Zu erledigen
1 - Schreib aus dem Reisebericht über Friesland den Abschnitt von „Der Morgen ist“ bis einschließlich „kleinen Bucht liegt.“ wortgetreu ab.
2 - Schreib den Reisebericht über die Bootsfahrt durch Friesland im gleichen Stil nach seinem letzten Satz weiter.

Der Artikel
* * * *

23. Juni bis 05. Juli

Der Morgen ist grau und trüb. Der aufkommende Wind wird stärker und stärker und drückt heftig auf das Heckverdeck. Mit Nikki gelingt es mir, vor den ersten Regentropfen die kleine Insel zu umrunden. Die Situation im Boot wird zunehmend ungemütlich.

Wegfahren ist schwierig bei dem Starkwind ohne das Boot vor uns zu touchieren. Der Abstand beträgt weniger als einen halben Meter. Hinter uns ragen Pfähle aus dem Wasser. Wir fragen das Paar an, ob sie gewillt sind ihr Boot ein Stück retour zu ziehen. Sie zeigen Verständnis Jetzt kann Felix vorwärts wegfahren zur nächsten Marrekrite, die geschützt in einer kleinen Bucht liegt. 

Das Schilf neigt sich im Wind.

Am nächsten Morgen setzen wir die Fahrt fort durch den Sânmar (kleiner See), weiter im Lane Fliet und gelangen in die hübsche Stadt Workum. Sie zählt zu den berühmten 11 Städten von Friesland. Sie wurden bekannt durch die traditionelle Elfstedentoch, die lange Eisschnelllauf-Tour, die durch alle elf Städte führte, wenn die Kanäle zugefroren waren. Seit der Erderwärmung ist dies Geschichte. Heute ist die Tour auch als Fahrrad- oder Bootsroute beliebt. In einem Passantenhafen am Kanal Diepe Dolte wird MY De Swel vertäut.

Uns zieht es zum Meistermaler Jopie (Jotje) Huisman. Er sagte einst: »Jenseits von Workum ist die Welt zu Ende. Im Himmel könnte es niemals schöner sein als hier.« Im gleichnamigen Museum sind seine Werke ausgestellt. Er lebte von 1922 bis 2000 und war Lumpenhändler und Maler. Er malte das Ausrangierte, das Alte, das Kaputte, weil er sah, wie wunderbar schön die Dinge waren. Sie alle erzählten die Geschichte des Lebens. Jopie sah sein Talent für die Malerei als eine Gabe an. Er hatte nie Malunterricht bekommen. Er probierte alles Mögliche aus und fühlte sich frei, dies zu tun. 

Auf holperiger Kofpsteinpflasterstrasse suchen wir den Aussichtsturm an der Ostküste des IJsselmeers auf. Die Strasse führt geradeaus durch das Workumerwaard. Ein Teil ist abgesperrt und naturbelassen und der andere Teil wird landwirtschaftlich genutzt.Tausende Vögel kommen hierher, um zu fressen, sich auszuruhen, zu mausern und zu brüten.

* * * *

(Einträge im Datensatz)
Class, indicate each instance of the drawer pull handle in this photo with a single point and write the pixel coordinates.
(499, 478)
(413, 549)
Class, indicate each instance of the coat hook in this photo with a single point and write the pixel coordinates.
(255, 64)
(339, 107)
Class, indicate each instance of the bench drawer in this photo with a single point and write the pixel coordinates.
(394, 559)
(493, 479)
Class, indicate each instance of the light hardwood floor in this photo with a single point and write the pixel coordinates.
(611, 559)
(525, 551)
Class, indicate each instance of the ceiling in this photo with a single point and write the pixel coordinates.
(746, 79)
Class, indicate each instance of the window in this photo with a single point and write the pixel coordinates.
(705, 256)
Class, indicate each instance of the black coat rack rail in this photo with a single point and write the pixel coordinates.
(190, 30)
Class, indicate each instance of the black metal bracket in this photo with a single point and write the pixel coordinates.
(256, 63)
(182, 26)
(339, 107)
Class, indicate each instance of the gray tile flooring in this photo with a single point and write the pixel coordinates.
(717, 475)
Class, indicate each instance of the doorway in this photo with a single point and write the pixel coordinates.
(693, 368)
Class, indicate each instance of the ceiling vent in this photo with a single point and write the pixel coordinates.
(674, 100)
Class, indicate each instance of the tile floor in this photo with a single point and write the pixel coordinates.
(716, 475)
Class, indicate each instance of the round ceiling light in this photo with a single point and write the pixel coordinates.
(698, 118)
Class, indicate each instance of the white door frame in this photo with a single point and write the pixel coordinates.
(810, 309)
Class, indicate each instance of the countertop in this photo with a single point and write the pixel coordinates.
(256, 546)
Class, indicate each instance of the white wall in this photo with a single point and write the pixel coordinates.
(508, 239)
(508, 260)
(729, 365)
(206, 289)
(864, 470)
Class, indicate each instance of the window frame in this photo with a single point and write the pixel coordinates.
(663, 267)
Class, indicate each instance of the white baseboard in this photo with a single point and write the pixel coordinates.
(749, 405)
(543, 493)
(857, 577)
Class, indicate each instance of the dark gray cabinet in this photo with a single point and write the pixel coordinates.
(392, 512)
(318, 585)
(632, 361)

* * * *

Die Antworten
1 -
Der Morgen ist grau und trüb. Der aufkommende Wind wird stärker und stärker und drückt heftig auf das Heckverdeck. Mit Nikki gelingt es mir, vor den ersten Regentropfen die kleine Insel zu umrunden. Die Situation im Boot wird zunehmend ungemütlich.

Wegfahren ist schwierig bei dem Starkwind ohne das Boot vor uns zu touchieren. Der Abstand beträgt weniger als einen halben Meter. Hinter uns ragen Pfähle aus dem Wasser. Wir fragen das Paar an, ob sie gewillt sind ihr Boot ein Stück retour zu ziehen. Sie zeigen Verständnis Jetzt kann Felix vorwärts wegfahren zur nächsten Marrekrite, die geschützt in einer kleinen Bucht liegt.

2 -
Eine Frau und ein Mann, beobachten den König der Wiese, die Uferschnepfe, von Aussichtsturm durch ihre Fernrohre. Wir dürfen auch ein Blick auf die Schnepfe erhaschen. Sie ist vom Aussterben gefährdet und hat hier ihren Platz gefunden. Den Winter verbringt die Schnepfe in Afrika.

Eine Pferdeherde grast im abgegrenzten Gebiet. Sie sorgen dafür, dass sich das Unkraut in Grenzen hält.

Schon seit Jahrhunderten wird das Stadtwappen an De Waag von Workum von zwei Löwen gestützt. In einigem Abstand voneinander sprühen die überdimensionalen  Löwen, wie wütende und kämpfende Katzen aufeinander. Der Löwenbrunnen wurde 2018 erstellt. In jeder der 11 Städten ist ein spezieller Brunnen zu finden. Zur Feier, als Leeuwarden 2018 Kulturhauptstadt Europas war, wurden sie von Künstlern entworfen und von den Städten realisiert. Felix und ich haben bis auf einen alle gesehen.

Ein paar Einblicke in das ehemalige Handelsstädtchen Workum. Die Giebelhäuser sind denkmalgeschützt.

Die allererste Bootsreise im 2016 führte uns nach Workum.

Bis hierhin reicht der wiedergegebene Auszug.